What is expected:
Every line from the one holding "If you could pick out the faucet" through the final line of the entries is to be reproduced exactly, and no other line.

= Beginning of Section =

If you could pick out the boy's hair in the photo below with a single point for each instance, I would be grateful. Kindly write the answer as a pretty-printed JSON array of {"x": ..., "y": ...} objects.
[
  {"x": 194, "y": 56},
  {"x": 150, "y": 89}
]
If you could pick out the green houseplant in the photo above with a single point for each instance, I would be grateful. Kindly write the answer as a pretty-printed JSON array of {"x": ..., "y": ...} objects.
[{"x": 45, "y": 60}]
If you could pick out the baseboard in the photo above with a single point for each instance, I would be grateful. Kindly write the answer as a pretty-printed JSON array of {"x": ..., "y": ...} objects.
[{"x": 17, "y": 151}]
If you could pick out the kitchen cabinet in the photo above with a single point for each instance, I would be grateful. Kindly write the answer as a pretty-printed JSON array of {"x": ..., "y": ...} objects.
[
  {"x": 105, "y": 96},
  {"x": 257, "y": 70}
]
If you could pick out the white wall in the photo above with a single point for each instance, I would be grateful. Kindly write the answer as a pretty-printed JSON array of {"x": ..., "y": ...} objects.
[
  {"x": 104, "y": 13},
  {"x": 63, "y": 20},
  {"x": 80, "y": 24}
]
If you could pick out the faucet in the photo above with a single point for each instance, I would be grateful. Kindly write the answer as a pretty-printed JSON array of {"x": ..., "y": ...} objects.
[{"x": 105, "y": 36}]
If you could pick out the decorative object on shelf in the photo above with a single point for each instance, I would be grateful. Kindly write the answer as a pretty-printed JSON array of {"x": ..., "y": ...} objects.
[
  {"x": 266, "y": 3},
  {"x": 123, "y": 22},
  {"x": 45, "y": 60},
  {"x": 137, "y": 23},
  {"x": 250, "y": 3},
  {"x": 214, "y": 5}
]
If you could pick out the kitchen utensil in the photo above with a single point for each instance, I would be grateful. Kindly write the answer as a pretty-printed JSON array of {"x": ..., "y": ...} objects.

= End of Section =

Worked solution:
If you could pick out the faucet in the photo above with a single point for each instance, I would be grateful. Kindly write the answer as a pretty-printed JSON array of {"x": ..., "y": ...} objects.
[{"x": 105, "y": 36}]
If you could pick out the decorative object on shelf in the photo above with a single point for each instance, I would be grateful. Kindly write the answer as a pretty-printed JSON array of {"x": ..., "y": ...} objects.
[
  {"x": 266, "y": 3},
  {"x": 123, "y": 22},
  {"x": 45, "y": 60},
  {"x": 137, "y": 23},
  {"x": 250, "y": 3},
  {"x": 214, "y": 5}
]
If you could pick out the kitchen utensil in the photo above with a single point for each instance, I would be grateful. Kindly write the answer as a pretty-printed JSON array of {"x": ..., "y": ...} objects.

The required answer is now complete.